■ Assigned task
If a line in the data below includes the string "blue", please return a copy of it.

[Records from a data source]

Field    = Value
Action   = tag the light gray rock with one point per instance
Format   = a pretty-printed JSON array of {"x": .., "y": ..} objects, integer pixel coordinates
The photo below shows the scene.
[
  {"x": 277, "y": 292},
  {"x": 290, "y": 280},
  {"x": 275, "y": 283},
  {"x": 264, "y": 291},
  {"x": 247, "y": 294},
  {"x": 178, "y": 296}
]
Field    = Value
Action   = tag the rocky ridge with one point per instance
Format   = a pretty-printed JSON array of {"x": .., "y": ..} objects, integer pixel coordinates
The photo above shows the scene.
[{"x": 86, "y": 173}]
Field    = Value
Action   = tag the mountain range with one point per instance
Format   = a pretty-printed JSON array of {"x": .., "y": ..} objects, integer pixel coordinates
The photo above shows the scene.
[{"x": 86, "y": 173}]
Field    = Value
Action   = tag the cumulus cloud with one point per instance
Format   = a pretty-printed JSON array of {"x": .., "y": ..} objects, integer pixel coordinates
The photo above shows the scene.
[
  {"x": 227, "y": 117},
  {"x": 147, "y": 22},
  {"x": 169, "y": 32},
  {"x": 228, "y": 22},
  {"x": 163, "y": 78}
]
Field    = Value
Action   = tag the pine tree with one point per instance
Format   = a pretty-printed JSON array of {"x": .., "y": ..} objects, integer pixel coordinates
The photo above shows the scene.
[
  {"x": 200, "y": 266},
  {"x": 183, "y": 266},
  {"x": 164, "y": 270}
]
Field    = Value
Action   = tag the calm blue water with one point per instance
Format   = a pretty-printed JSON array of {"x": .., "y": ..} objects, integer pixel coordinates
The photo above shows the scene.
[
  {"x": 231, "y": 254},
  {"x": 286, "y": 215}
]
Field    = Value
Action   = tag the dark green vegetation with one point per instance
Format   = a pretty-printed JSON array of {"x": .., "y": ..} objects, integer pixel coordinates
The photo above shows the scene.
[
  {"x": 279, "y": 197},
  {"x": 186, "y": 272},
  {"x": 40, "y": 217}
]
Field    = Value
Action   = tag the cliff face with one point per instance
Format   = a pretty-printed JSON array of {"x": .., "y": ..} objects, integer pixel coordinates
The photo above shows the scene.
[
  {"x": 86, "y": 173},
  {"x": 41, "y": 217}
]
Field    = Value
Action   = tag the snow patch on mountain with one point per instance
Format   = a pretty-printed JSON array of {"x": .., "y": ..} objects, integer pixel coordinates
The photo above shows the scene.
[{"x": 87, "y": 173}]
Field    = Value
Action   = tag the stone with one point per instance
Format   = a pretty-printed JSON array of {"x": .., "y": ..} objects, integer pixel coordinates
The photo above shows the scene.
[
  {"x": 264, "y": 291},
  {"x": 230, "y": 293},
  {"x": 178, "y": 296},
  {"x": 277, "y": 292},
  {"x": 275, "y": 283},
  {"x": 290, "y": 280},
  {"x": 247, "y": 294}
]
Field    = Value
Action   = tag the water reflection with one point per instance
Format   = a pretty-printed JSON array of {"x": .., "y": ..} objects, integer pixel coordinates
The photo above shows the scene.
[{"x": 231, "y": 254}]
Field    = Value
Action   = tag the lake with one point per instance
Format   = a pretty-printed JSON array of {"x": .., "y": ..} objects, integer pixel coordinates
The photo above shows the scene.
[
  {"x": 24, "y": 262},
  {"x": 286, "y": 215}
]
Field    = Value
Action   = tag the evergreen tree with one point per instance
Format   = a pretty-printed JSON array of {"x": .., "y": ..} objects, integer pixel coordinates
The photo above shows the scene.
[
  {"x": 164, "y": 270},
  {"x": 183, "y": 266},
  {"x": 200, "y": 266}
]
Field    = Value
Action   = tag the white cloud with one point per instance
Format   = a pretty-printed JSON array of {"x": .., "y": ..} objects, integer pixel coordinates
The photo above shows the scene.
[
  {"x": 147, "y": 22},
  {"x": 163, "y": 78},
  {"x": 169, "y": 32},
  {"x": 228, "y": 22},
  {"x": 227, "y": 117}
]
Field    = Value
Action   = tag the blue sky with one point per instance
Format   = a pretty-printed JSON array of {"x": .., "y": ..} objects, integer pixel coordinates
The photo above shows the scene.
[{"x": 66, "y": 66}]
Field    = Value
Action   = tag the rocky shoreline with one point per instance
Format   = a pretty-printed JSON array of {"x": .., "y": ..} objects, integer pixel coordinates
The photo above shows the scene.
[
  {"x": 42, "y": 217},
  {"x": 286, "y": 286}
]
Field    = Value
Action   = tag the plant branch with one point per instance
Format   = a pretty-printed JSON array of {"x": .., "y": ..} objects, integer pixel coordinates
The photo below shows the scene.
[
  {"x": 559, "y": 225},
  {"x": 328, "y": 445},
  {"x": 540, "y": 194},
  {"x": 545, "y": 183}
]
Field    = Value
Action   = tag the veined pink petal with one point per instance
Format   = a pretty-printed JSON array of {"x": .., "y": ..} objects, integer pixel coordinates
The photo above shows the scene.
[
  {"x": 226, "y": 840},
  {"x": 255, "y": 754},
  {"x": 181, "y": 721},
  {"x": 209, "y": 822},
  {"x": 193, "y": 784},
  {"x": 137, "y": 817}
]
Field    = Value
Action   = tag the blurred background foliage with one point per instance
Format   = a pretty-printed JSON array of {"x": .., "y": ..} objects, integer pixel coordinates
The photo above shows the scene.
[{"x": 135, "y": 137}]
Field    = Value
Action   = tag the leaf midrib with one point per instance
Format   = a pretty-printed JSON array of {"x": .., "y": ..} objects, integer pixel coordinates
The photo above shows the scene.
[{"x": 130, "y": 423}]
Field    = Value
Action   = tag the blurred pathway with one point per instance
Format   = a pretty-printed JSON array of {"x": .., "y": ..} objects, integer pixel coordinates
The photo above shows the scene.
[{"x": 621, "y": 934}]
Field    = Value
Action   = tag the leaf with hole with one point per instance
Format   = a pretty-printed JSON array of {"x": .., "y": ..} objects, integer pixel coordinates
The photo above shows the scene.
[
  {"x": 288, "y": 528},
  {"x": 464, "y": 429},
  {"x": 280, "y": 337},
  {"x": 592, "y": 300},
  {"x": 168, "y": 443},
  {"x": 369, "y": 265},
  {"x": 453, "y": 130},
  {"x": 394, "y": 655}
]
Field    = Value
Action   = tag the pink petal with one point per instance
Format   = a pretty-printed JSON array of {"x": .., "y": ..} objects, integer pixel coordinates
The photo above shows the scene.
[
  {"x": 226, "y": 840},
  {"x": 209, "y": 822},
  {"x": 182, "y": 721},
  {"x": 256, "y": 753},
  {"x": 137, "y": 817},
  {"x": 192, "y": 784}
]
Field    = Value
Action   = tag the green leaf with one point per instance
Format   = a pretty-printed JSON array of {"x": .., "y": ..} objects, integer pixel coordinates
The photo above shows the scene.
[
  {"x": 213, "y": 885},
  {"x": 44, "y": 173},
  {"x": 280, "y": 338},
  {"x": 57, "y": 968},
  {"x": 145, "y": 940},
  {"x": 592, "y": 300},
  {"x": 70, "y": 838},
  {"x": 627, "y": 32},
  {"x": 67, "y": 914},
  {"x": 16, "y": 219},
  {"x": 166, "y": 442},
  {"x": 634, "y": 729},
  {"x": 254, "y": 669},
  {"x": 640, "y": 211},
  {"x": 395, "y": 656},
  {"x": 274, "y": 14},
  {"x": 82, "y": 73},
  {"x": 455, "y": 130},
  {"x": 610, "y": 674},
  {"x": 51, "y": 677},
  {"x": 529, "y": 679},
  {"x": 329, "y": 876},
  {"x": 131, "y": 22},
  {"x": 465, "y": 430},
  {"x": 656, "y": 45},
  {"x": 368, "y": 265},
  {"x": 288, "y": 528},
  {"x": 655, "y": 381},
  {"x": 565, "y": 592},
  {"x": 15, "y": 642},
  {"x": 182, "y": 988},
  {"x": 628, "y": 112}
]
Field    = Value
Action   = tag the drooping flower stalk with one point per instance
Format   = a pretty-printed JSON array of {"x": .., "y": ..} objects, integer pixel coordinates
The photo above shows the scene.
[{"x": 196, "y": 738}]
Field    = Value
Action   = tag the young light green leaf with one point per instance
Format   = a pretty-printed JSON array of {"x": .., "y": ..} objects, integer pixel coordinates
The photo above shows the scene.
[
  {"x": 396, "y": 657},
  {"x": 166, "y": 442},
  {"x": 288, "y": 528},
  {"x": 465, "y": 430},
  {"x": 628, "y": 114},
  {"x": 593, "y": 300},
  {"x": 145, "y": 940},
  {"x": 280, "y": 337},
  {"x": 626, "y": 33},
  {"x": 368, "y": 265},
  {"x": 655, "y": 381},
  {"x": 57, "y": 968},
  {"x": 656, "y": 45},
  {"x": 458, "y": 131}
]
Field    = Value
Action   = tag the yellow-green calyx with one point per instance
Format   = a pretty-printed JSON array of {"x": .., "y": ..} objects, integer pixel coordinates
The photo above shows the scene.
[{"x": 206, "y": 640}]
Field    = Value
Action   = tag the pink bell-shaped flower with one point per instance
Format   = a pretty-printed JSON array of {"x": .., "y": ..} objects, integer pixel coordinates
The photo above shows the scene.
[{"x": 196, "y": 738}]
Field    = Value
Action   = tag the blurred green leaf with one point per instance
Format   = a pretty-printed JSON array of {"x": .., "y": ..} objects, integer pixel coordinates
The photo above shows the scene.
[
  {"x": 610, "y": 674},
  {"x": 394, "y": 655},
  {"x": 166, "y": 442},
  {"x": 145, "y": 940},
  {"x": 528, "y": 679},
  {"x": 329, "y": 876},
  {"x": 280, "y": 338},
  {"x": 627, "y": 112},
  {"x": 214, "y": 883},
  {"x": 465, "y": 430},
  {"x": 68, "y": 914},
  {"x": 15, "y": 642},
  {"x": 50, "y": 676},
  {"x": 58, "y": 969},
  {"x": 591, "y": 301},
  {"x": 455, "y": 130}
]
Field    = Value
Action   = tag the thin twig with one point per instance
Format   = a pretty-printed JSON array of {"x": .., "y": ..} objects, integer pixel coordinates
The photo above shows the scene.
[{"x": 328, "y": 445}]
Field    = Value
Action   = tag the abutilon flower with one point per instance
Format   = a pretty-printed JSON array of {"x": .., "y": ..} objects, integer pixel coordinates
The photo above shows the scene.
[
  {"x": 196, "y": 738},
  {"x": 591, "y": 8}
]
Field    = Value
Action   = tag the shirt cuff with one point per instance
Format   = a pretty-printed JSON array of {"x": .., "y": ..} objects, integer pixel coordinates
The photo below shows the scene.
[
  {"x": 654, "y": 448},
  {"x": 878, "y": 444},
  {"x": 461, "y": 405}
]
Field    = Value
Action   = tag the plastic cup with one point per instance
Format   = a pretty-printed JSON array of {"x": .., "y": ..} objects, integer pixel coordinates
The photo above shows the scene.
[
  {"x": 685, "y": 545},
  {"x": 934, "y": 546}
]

■ Written solution
Action   = tag the calm blue water with one point per instance
Action   = tag the blue sky with one point per instance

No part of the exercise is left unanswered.